Task A: Before the text and records, find the paragraph in the WebAuthn testing extract that begins "WebAuthn Level 2 §7.1 defines" and rewrite it as a short list that keeps its main facts.

Selected extract:
........
Email OTP tests follow the same pattern; replace sms_stub with an email delivery stub (e.g., a mock SMTP sink such as Mailpit or MailHog).

Step 4 - WebAuthn / passkey (virtual authenticator)

WebAuthn Level 2 §7.1 defines the registration ceremony as a sequence where navigator.credentials.create() is called with PublicKeyCredentialCreationOptions, the authenticator creates an asymmetric key pair, and the server verifies the attestation. The authentication ceremony (§7.2) uses navigator.credentials.get() and produces a signed assertion.

For automated testing, bypass the physical authenticator using the Chrome DevTools Protocol (CDP) WebAuthn domain, which provides a virtual authenticator per WebAuthn L2 §11 ("User Agent Automation"). CDP is available in Playwright via browserContext.newCDPSession(page) (playwright.dev/docs/api/class-cdpsession).

# Playwright + CDP virtual authenticator pattern (Python)
import pytest
from playwright.sync_api import sync_playwright

@pytest.fixture
def virtual_auth_page():
    with sync_playwright() as p:
        browser = p.chromium.launch()          # CDP only on Chromium
        context = browser.new_context()
        page = context.new_page()

        # Open CDP session and enable the WebAuthn domain
        cdp = context.new_cdp_session(page)
        cdp.send("WebAuthn.enable", {"enableUI": False})

        # Add a virtual authenticator (CTAP2, internal transport, UV=true)
        result = cdp.send("WebAuthn.addVirtualAuthenticator", {
            "options": {
                "protocol": "ctap2",
                "transport": "internal",
                "hasResidentKey": True,
                "hasUserVerification": True,
                "isUserVerified": True,
                "automaticPresenceSimulation": True,   # auto-approve gestures
            }
        })
        authenticator_id = result["authenticatorId"]

        yield page, cdp, authenticator_id

        cdp.send("WebAuthn.removeVirtualAuthenticator",
                 {"authenticatorId": authenticator_id})
        browser.close()


def test_webauthn_registration(virtual_auth_page, app_url):
    """Happy path: register a passkey with the virtual authenticator."""
    page, cdp, auth_id = virtual_auth_page
    page.goto(f"{app_url}/settings/passkeys")
    page.click("#register-passkey")
    # navigator.credentials.create() resolves automatically via virtual auth
    page.wait_for_selector("#passkey-registered-confirmation")
    assert page.is_visible("#passkey-registered-confirmation")
........
Task B: In the records below, locate every line containing the word "floor" and copy each of those lines. Case counts.
........
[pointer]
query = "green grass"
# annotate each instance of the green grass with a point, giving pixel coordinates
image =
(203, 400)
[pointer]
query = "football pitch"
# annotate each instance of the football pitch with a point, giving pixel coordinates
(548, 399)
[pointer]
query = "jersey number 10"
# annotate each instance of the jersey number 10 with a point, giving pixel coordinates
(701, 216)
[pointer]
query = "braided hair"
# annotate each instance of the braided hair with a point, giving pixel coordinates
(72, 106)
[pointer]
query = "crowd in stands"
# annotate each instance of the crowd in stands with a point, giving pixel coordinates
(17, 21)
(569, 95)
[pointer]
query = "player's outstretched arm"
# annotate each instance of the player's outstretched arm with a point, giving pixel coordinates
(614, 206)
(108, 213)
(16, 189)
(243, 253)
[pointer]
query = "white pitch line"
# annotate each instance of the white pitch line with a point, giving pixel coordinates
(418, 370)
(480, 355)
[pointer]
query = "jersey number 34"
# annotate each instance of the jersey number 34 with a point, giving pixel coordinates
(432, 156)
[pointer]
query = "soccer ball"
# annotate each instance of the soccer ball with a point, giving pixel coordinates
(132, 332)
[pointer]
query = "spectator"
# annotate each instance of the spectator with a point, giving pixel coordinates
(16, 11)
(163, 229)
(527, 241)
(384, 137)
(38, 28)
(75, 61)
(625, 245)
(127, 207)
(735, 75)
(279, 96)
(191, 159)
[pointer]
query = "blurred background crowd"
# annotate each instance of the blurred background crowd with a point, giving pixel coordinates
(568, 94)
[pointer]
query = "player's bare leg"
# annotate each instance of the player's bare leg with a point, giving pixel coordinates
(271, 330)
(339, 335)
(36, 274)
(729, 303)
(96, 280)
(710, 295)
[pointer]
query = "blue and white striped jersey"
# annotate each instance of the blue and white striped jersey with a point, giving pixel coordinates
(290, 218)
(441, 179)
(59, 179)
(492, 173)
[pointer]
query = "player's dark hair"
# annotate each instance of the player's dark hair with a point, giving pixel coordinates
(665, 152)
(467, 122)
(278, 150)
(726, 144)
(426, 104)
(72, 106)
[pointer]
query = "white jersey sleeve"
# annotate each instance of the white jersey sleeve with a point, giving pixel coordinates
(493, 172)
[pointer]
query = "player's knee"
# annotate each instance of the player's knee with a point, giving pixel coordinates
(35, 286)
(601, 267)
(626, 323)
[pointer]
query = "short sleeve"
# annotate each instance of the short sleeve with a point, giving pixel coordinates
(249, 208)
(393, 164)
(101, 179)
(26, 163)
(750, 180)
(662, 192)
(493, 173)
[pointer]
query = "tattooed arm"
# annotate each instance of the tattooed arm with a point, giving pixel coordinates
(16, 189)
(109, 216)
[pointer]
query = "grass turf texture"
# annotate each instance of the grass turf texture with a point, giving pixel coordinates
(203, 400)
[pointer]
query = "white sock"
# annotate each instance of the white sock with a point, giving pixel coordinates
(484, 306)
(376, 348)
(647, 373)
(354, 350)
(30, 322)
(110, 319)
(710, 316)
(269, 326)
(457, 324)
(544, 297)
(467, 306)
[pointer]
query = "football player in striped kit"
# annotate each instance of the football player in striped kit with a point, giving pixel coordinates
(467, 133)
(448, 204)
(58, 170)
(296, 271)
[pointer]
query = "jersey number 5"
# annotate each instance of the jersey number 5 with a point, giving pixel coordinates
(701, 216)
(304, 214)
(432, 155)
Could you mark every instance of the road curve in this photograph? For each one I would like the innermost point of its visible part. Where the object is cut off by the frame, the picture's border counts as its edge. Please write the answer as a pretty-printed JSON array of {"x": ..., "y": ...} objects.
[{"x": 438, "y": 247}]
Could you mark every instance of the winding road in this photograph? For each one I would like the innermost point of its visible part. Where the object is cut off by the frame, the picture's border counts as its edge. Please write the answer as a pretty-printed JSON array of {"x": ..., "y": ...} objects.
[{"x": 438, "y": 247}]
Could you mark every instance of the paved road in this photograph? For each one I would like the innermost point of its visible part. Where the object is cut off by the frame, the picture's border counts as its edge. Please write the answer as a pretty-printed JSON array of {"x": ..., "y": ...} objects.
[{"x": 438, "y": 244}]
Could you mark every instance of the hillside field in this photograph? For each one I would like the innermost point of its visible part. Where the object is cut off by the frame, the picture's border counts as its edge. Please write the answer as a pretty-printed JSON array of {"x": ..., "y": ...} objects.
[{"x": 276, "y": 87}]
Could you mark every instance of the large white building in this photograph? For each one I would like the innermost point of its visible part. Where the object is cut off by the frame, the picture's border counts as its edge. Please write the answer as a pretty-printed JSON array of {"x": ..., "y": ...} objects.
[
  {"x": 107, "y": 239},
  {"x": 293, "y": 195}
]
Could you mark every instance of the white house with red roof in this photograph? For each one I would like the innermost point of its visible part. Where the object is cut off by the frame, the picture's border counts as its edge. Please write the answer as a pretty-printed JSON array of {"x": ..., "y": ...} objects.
........
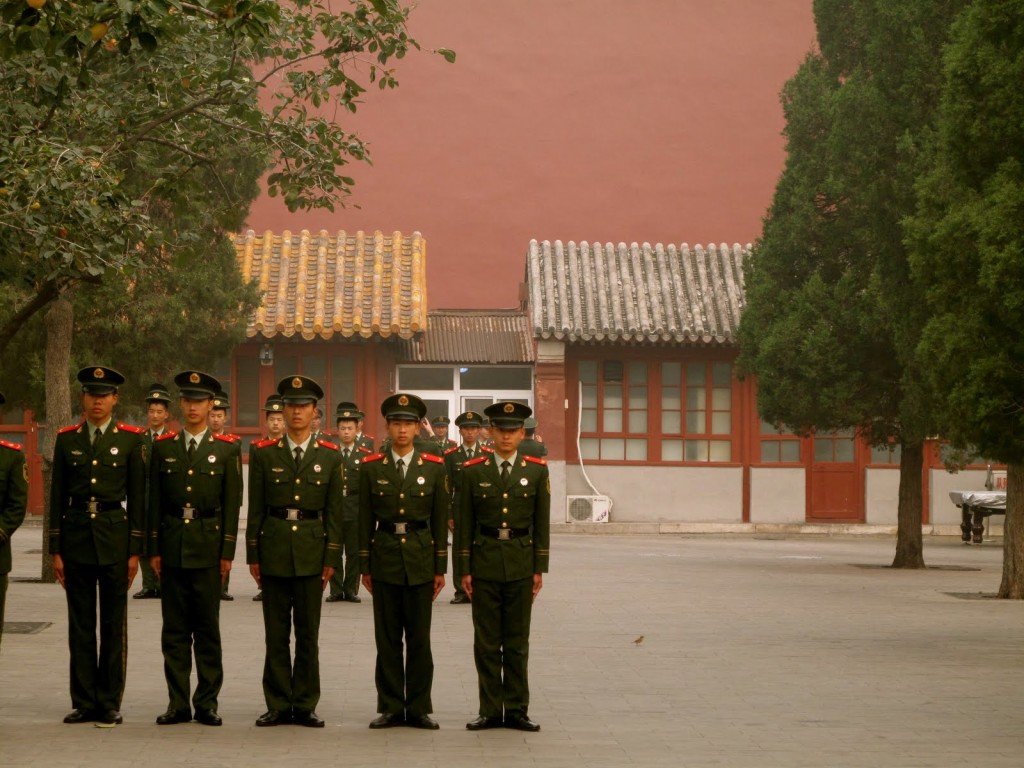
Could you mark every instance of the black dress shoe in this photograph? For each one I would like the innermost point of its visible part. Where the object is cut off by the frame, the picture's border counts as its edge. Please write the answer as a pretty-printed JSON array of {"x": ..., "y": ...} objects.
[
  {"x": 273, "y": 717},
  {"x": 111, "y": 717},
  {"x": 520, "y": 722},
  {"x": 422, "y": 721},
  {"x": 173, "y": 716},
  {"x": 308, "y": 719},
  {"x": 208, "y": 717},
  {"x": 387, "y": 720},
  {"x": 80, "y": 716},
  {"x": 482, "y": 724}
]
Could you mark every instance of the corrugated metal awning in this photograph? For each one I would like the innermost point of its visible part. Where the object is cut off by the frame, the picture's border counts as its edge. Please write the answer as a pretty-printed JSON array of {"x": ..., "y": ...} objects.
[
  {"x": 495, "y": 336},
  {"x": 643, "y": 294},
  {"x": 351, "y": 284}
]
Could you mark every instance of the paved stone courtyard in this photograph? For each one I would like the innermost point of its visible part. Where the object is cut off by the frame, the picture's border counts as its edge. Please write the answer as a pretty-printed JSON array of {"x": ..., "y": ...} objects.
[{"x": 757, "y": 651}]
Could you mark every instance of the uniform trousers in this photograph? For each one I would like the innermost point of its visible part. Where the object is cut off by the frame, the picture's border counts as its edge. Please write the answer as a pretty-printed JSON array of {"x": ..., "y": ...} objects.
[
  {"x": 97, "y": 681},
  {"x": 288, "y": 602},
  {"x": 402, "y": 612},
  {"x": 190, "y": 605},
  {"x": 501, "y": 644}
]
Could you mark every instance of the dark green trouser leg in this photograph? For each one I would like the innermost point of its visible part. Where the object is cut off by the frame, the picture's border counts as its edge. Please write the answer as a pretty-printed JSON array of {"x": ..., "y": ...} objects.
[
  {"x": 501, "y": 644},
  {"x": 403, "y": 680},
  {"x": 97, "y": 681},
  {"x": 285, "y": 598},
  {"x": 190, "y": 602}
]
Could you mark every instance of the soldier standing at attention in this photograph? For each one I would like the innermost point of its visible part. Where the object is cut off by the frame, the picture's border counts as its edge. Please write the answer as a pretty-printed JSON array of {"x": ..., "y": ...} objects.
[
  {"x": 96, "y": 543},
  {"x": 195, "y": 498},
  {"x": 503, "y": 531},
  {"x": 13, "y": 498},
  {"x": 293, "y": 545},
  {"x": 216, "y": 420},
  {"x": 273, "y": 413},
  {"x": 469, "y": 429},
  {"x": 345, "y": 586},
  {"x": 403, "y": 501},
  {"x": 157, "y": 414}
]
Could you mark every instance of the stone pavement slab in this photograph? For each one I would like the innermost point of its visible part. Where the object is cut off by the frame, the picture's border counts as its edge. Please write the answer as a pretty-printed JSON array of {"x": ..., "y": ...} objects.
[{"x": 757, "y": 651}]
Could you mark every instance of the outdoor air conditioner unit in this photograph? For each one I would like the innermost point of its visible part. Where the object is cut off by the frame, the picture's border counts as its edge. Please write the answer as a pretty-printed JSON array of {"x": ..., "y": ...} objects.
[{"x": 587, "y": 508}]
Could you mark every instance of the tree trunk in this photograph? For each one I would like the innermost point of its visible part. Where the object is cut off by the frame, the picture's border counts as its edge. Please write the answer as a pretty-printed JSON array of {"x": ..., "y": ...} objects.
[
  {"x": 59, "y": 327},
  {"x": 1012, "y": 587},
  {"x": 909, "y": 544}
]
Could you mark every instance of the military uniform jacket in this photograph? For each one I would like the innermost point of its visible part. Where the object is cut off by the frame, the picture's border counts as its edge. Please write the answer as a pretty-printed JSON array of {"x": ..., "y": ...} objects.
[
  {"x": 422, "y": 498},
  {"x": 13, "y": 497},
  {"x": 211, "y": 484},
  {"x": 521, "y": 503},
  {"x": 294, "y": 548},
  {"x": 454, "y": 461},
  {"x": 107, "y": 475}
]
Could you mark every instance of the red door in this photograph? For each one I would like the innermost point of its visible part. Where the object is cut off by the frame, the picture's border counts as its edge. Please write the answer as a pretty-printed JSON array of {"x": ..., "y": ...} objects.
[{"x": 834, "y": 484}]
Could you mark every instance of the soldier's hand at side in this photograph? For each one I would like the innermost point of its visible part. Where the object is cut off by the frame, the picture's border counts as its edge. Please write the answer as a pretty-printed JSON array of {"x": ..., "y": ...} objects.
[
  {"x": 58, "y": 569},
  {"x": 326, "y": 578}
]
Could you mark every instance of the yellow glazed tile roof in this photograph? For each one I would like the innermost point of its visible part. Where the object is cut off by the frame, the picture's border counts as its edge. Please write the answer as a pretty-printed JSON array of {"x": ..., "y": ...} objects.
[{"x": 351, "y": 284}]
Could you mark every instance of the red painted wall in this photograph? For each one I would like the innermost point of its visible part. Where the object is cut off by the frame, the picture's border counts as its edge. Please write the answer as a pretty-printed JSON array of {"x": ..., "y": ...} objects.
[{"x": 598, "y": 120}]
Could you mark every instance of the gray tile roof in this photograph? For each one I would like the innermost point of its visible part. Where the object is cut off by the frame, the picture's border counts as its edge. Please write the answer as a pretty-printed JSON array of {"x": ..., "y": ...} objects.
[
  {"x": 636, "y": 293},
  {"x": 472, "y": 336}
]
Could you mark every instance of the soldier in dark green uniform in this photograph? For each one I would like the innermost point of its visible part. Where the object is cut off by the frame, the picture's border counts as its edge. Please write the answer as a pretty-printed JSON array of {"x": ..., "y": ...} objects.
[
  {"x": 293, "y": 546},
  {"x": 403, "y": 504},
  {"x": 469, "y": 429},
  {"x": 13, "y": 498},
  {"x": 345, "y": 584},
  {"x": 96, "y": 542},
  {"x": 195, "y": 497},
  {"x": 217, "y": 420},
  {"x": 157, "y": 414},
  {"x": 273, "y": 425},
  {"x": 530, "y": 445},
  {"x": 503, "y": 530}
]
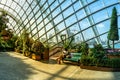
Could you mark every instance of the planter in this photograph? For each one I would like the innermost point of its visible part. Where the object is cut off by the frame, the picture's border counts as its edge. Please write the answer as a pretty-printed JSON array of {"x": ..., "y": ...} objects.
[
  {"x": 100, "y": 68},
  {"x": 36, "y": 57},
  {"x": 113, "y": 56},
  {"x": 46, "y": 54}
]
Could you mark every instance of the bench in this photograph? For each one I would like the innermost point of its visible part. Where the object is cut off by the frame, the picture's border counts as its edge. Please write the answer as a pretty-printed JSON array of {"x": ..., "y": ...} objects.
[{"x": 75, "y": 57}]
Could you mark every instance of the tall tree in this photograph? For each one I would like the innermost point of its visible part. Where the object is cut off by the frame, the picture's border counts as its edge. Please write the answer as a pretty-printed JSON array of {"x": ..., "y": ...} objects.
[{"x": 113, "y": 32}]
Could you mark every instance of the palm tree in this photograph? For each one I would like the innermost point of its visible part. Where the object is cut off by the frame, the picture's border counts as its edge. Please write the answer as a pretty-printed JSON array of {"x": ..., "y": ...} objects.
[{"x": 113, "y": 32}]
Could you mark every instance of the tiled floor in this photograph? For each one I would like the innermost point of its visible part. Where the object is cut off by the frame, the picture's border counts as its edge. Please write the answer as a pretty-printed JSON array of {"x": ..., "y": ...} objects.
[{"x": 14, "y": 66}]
........
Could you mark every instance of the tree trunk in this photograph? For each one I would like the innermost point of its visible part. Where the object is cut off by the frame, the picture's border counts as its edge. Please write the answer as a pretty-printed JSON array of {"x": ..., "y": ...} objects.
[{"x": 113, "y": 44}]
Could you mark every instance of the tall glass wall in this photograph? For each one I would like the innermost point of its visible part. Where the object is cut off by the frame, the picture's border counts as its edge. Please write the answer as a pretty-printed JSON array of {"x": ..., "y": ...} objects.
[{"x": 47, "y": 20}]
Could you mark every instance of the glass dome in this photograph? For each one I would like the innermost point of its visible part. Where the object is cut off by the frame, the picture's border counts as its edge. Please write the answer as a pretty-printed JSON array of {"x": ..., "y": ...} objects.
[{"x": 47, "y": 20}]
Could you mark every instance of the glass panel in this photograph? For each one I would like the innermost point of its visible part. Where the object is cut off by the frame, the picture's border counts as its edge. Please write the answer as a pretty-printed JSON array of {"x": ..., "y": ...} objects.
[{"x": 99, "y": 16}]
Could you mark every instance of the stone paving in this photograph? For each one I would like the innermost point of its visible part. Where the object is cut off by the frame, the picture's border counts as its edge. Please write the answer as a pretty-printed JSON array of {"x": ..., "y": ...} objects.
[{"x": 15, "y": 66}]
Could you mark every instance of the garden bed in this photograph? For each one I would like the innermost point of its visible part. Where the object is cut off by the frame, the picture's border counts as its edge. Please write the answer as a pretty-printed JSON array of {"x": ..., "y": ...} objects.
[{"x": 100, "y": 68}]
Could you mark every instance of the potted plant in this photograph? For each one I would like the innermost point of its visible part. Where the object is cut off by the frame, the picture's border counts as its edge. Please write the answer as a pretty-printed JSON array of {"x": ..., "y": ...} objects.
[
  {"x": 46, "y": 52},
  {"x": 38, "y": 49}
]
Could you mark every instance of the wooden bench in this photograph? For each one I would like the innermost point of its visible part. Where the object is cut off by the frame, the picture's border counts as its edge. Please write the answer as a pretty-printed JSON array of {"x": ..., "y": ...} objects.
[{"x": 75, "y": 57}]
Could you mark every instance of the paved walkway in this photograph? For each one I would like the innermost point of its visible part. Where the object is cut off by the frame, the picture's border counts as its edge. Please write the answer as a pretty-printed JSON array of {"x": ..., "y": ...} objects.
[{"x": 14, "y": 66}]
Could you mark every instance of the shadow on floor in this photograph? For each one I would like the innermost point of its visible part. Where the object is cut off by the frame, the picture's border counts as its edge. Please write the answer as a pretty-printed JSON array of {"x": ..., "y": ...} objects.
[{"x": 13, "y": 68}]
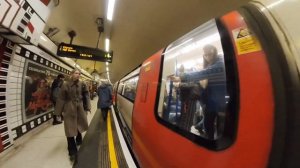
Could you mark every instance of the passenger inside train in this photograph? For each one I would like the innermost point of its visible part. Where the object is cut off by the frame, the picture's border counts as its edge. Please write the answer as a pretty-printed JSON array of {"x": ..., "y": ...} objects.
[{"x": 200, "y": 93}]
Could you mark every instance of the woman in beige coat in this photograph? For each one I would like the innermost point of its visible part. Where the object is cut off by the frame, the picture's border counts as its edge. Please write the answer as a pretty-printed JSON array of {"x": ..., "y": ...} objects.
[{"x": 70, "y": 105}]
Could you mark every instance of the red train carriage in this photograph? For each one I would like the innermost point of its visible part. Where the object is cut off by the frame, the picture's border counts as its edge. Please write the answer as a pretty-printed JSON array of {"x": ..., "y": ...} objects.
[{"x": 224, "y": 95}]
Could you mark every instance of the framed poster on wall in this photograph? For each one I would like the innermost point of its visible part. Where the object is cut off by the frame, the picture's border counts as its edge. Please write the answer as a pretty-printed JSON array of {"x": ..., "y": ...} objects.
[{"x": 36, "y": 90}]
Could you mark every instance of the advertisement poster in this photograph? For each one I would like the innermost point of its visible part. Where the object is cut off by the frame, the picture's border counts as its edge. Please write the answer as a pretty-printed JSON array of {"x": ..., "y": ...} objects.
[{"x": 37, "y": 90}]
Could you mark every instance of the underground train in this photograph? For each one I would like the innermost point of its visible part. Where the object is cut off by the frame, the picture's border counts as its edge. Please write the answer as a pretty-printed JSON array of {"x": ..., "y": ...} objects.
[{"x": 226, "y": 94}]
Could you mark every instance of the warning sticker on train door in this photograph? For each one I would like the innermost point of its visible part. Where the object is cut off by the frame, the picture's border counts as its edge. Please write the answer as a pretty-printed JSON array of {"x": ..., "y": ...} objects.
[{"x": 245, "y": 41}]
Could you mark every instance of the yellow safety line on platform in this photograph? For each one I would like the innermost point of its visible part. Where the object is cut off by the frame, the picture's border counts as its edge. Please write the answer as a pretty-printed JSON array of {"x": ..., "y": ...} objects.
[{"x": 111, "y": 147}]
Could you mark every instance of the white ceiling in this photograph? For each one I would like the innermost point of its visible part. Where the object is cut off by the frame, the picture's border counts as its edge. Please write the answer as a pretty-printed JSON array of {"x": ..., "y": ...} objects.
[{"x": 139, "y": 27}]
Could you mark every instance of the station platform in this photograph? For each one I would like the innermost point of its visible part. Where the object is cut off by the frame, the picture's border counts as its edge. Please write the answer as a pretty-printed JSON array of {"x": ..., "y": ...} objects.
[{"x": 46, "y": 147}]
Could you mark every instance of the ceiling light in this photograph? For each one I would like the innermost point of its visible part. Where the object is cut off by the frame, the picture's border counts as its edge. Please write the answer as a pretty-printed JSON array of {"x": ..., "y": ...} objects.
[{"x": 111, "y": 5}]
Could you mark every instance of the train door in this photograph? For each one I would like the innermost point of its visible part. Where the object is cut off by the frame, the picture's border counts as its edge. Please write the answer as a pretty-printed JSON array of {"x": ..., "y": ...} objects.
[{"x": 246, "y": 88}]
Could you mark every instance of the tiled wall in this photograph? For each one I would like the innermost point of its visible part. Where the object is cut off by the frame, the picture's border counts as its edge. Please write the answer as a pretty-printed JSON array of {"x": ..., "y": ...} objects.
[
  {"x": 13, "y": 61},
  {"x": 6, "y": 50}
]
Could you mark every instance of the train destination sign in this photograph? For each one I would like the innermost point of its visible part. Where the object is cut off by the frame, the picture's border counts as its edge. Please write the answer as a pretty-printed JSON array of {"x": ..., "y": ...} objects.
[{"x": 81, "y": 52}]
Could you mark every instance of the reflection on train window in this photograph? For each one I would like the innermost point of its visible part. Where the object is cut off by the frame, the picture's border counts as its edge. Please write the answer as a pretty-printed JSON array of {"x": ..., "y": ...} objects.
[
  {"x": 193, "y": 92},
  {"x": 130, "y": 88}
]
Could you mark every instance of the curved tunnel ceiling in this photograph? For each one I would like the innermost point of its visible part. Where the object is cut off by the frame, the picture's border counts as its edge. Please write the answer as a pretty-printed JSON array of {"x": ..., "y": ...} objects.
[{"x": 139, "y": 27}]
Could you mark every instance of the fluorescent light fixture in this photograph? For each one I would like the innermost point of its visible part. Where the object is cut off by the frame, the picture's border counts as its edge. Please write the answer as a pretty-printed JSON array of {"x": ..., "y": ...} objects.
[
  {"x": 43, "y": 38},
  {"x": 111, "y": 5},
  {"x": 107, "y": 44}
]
........
Correct result A:
- Registration ceremony (WebAuthn Level 2 §7.1): navigator.credentials.create() is called with PublicKeyCredentialCreationOptions, the authenticator creates an asymmetric key pair, and the server verifies the attestation.
- Authentication ceremony (§7.2): navigator.credentials.get() is used and produces a signed assertion.

Correct result B:
Could you mark every instance of the tiled floor in this photograph? For each one I would like the innermost point of its visible part. Where the object is cut off by the frame, the picture's border counts as its edge. Please write the answer as a pretty-printed JSON array of {"x": ..., "y": ...} objects.
Could you mark every instance of the shadow on floor in this photograph? For each one I would like the innermost point of its visible part. Where the object is cut off by the frame, the picture's border counts as its edge. Please write the answer as a pretty-printed JSON array of {"x": ..., "y": ...} objects.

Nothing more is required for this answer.